TASK REQUIREMENTS —
[1] Answer these questions using the bag.text documentation:
(a) What does keep_digits discard from txt?
(b) What return type is listed for parse_iso_date?
(c) What does pluralize return for 'goose'?
[2] Decide whether each statement agrees with the bag.text documentation. Answer yes or no and quote the words that decide it.
(a) The pluralize function works for words in any language.
(b) find_new_title returns a path that already exists in dir.
(c) pluralize returns 'heroes' for 'hero'.
[3] Retype part of the bag.text documentation without changes. Begin at the words "Return a path" and stop after "all non-numeric characters.".

PASSAGE PROVIDED —
#####

Makes it easy to read one or many files.

bag.text.find_new_title(dir, filename)[source]

Return a path that does not exist yet, in dir.

If filename exists in dir, adds or changes the end of the file title until a name is found that doesn’t yet exist.

For instance, if file “Image (01).jpg” exists in “somedir”, returns “somedir/Image (02).jpg”.

Return type

str

bag.text.keep_digits(txt)[source]

Discard from txt all non-numeric characters.

Return type

str

bag.text.parse_iso_date(txt)[source]

Parse a datetime in ISO format.

Return type

datetime

bag.text.pluralize(singular)[source]

Return plural form of given lowercase singular word (English only).

Based on ActiveState recipe http://code.activestate.com/recipes/413172/

>>> pluralize('')
''
>>> pluralize('goose')
'geese'
>>> pluralize('dolly')
'dollies'
>>> pluralize('genius')
'genii'
>>> pluralize('jones')
'joneses'
>>> pluralize('pass')
'passes'
>>> pluralize('zero')
'zeros'
>>> pluralize('casino')
'casinos'
>>> pluralize('hero')
'heroes'
>>> pluralize('church')
'churches'
>>> pluralize('x')
'xs'
>>> pluralize('car')
'cars'
Return type

str

bag.text.random_string(length, chars='ABCDEFGHIJKLMNOPQRSTUVWXYZabcdefghijklmnopqrstuvwxyz0123456789')[source]

Return a random string of some length.

#####

RECORDS —
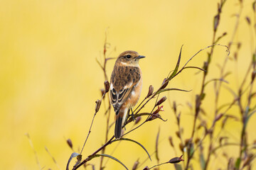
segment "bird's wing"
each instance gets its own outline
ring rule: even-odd
[[[118,67],[114,69],[110,80],[110,99],[117,115],[140,78],[138,67]]]

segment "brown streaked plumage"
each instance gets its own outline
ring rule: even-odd
[[[117,59],[110,79],[110,101],[115,112],[114,136],[121,137],[127,113],[138,102],[142,88],[139,60],[145,57],[125,51]]]

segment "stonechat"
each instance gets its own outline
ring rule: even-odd
[[[115,112],[116,139],[121,137],[122,128],[127,119],[127,113],[139,101],[142,88],[139,60],[144,57],[137,52],[125,51],[119,55],[115,62],[110,79],[110,94],[111,103]]]

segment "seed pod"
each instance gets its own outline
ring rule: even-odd
[[[149,170],[149,166],[146,166],[146,167],[144,167],[144,169],[143,170]]]
[[[69,146],[71,149],[73,149],[73,144],[72,144],[72,141],[71,141],[70,139],[68,139],[68,140],[67,140],[67,143],[68,143],[68,146]]]
[[[105,86],[105,93],[107,94],[108,91],[109,91],[109,90],[110,90],[110,82],[107,81],[107,80],[106,80],[105,81],[104,81],[104,86]]]
[[[156,113],[156,114],[154,114],[154,115],[151,115],[149,119],[148,119],[148,121],[151,121],[151,120],[153,120],[156,118],[161,118],[161,115],[159,115],[159,113]]]
[[[96,101],[95,112],[98,112],[101,105],[101,100],[97,99]]]
[[[218,120],[219,120],[223,115],[223,113],[220,113],[218,115],[216,115],[216,118],[215,119],[215,121],[217,122]]]
[[[105,94],[105,91],[103,89],[100,89],[100,92],[102,93],[102,96],[103,96],[104,94]]]
[[[173,106],[173,108],[174,108],[174,113],[176,113],[176,111],[177,111],[177,106],[176,106],[176,104],[175,101],[174,101],[174,106]]]
[[[132,170],[136,170],[137,169],[137,167],[138,167],[139,164],[139,160],[137,160],[134,162],[134,166],[132,166]]]
[[[136,120],[135,120],[135,125],[136,125],[136,124],[138,124],[141,120],[142,120],[142,117],[141,117],[141,116],[139,116],[138,118],[136,118]]]
[[[161,105],[161,104],[163,103],[166,99],[167,99],[166,96],[162,97],[162,98],[156,103],[156,104],[155,106]]]
[[[154,87],[152,85],[150,85],[149,87],[149,93],[148,94],[146,95],[146,98],[148,98],[150,96],[152,95],[153,94],[153,91],[154,91]]]
[[[172,137],[171,137],[171,136],[169,136],[169,140],[171,146],[173,147],[174,147],[174,142],[173,142],[173,141],[172,141]]]
[[[220,14],[217,14],[214,17],[214,21],[213,21],[213,30],[214,30],[214,32],[216,31],[219,23],[220,23]]]
[[[252,82],[254,81],[254,79],[255,79],[255,76],[256,76],[256,71],[254,71],[252,73]]]
[[[248,23],[249,25],[250,25],[250,19],[248,16],[245,17],[246,21]]]
[[[180,149],[181,152],[184,151],[184,146],[183,145],[182,143],[180,143],[180,144],[178,145],[178,147],[180,147]]]
[[[179,133],[179,132],[178,132],[178,131],[176,131],[176,132],[175,132],[175,134],[176,135],[176,136],[177,136],[178,138],[180,138],[180,137],[181,137],[181,136],[180,136],[180,133]]]
[[[181,155],[181,156],[179,157],[173,158],[173,159],[171,159],[171,160],[169,160],[169,161],[168,162],[168,163],[176,164],[176,163],[178,163],[178,162],[180,162],[184,161],[183,159],[182,159],[182,156],[183,156],[183,155]]]
[[[154,110],[152,114],[155,115],[156,113],[158,113],[159,111],[164,111],[163,109],[164,106],[161,106],[161,107],[158,106],[158,108]]]
[[[166,82],[167,81],[167,82]],[[166,79],[166,78],[165,78],[164,79],[164,81],[163,81],[163,83],[162,83],[162,84],[161,84],[161,89],[164,89],[164,88],[166,88],[166,86],[167,86],[167,85],[168,85],[168,84],[169,84],[169,81],[168,81],[168,79]],[[164,86],[163,86],[164,85]]]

#####

TASK RESULTS —
[1]
(a) All non-numeric characters.
(b) datetime
(c) 'geese'

[2]
(a) No: "Return plural form of given lowercase singular word (English only)."
(b) No: "Return a path that does not exist yet, in dir."
(c) Yes: ">>> pluralize('hero')" followed by "'heroes'"

[3]
Return a path that does not exist yet, in dir.

If filename exists in dir, adds or changes the end of the file title until a name is found that doesn’t yet exist.

For instance, if file “Image (01).jpg” exists in “somedir”, returns “somedir/Image (02).jpg”.

Return type

str

bag.text.keep_digits(txt)[source]

Discard from txt all non-numeric characters.